** Texto del ejercicio **

Con todo, la búsqueda de sentido no se agota en una doctrina de bolsillo. El vacío dejó de ser un agujero metafísico para transformarse en oportunidad de agenda.
La gente —ya sin deidades oficiales, pero tampoco capaz de digerir el vacío— recurre a pequeños rituales que caben en la rutina y no comprometen demasiado.
Un café matutino con giro místico: revolverlo en sentido contrario a las manecillas del reloj para contrarrestar el avance tensional del día. Un paseo sin tocar los bordes de la banqueta, auriculares puestos y la fe puesta en la posibilidad de encontrarse viendo a los demás.
El éxito de estos hábitos radica en su humildad: no prometen el paraíso, apenas la ilusión de que hoy será medianamente soportable.
Por debajo de esta orquestación de hábitos y promesas exprés, queda una pregunta que ni la app más sofisticada puede responder: ¿a quién le sirve este simulacro de felicidad?
Mientras la industria del bienestar engorda vendiendo respiros empaquetados y la cultura digital nos prescribe rutinas para parchar la angustia, la vida real sigue presentando su innegociable cuota de incertidumbre.
La felicidad obligatoria es, en el fondo, un espejismo que exige negar las zonas grises, el duelo y la contradicción, como si bastara con borrar notificaciones para desactivar el dolor.

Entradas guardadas
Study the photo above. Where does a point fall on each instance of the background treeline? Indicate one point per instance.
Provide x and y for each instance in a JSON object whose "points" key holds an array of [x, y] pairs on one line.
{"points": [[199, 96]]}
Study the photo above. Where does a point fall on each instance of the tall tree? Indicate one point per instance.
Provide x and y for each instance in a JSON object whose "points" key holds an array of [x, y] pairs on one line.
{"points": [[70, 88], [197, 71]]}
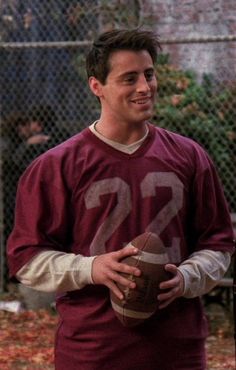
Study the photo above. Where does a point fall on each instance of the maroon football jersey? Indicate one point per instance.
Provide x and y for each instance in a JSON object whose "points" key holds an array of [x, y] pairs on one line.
{"points": [[88, 198]]}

** Tarea asignada A **
En el texto sobre la felicidad obligatoria, ¿en qué sentido se revuelve el café matutino y con qué propósito?
** Tarea asignada B **
Escribe la continuación del texto sobre la felicidad obligatoria a partir de su última oración.

** Respuesta A **
En sentido contrario a las manecillas del reloj, para contrarrestar el avance tensional del día.

** Respuesta B **
Quizás el precio de tanta luz artificial sea la renuncia al claroscuro, ese territorio incómodo donde la existencia encuentra sus preguntas más auténticas. Nos dicen que hay que estar bien para ser parte, que la tristeza es un desperfecto del usuario y que toda búsqueda debe llevar a una respuesta instantánea.
No obstante, el sentido —cuando aparece— suele hacerlo en los márgenes, en los intervalos donde dejamos de fingir plenitud y nos atrevemos, aunque sea por un momento, a estar incompletos.
Puede ser que el desafío real no consista en coleccionar rutinas ni acumular minutos de iridiscencia, sino en reconciliarnos con lo que no encaja, con la parte del alma que no se deja ordenar por calendario ni algoritmo. Porque la paz, esa sí, suele llegar cuando nos damos permiso de no estar bien y abrazar, al menos un instante, la verdad de nuestra propia intemperie.